> **Task**: The entries need to be copied exactly as they stand, images left out.

(Beginning of Exercise inputs)

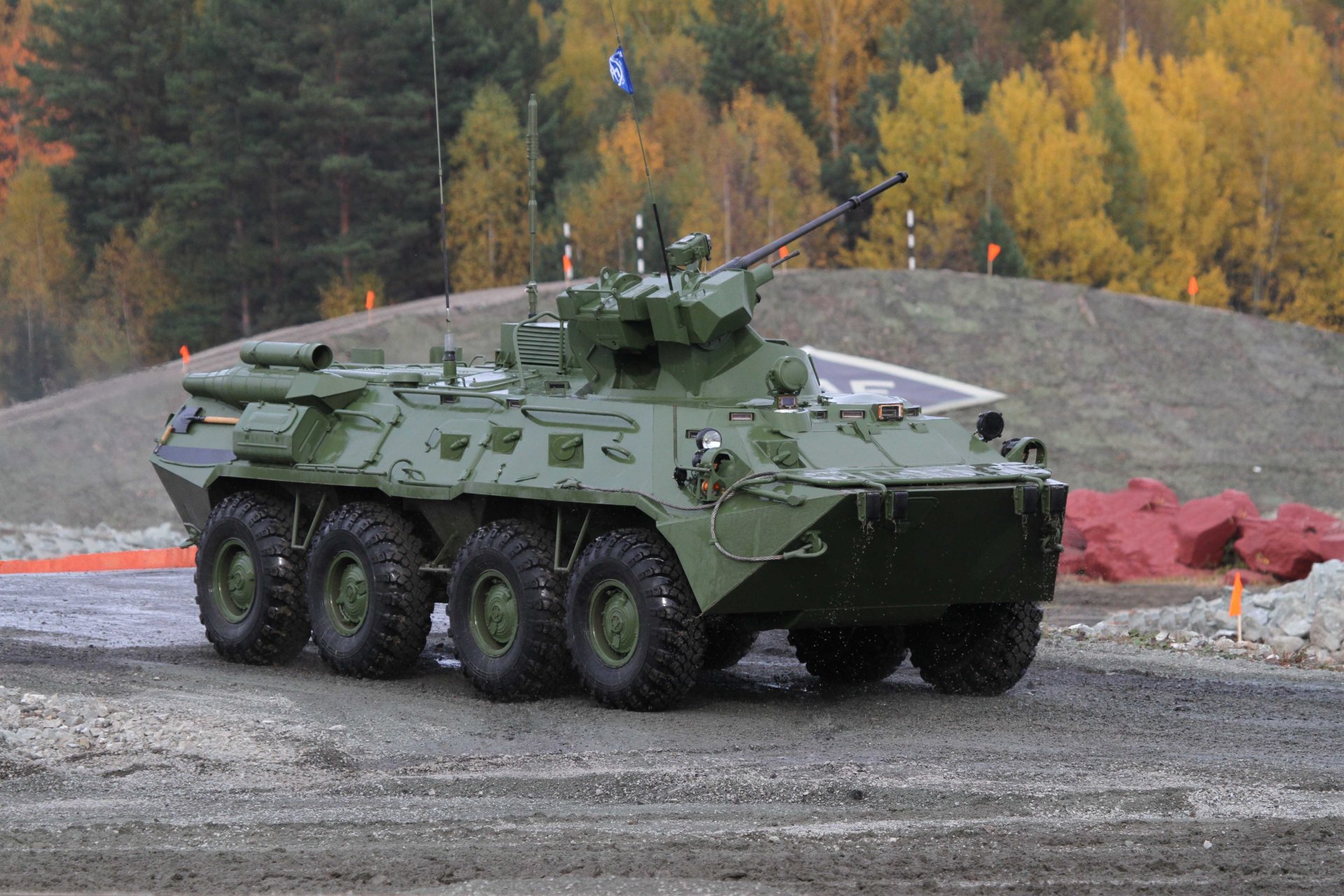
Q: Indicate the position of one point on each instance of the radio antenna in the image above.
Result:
(449, 344)
(533, 147)
(648, 179)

(End of Exercise inputs)

> **Your response**:
Q: Indicate the position of one point on each instance of the radio antenna in the image above.
Result:
(449, 344)
(533, 147)
(648, 179)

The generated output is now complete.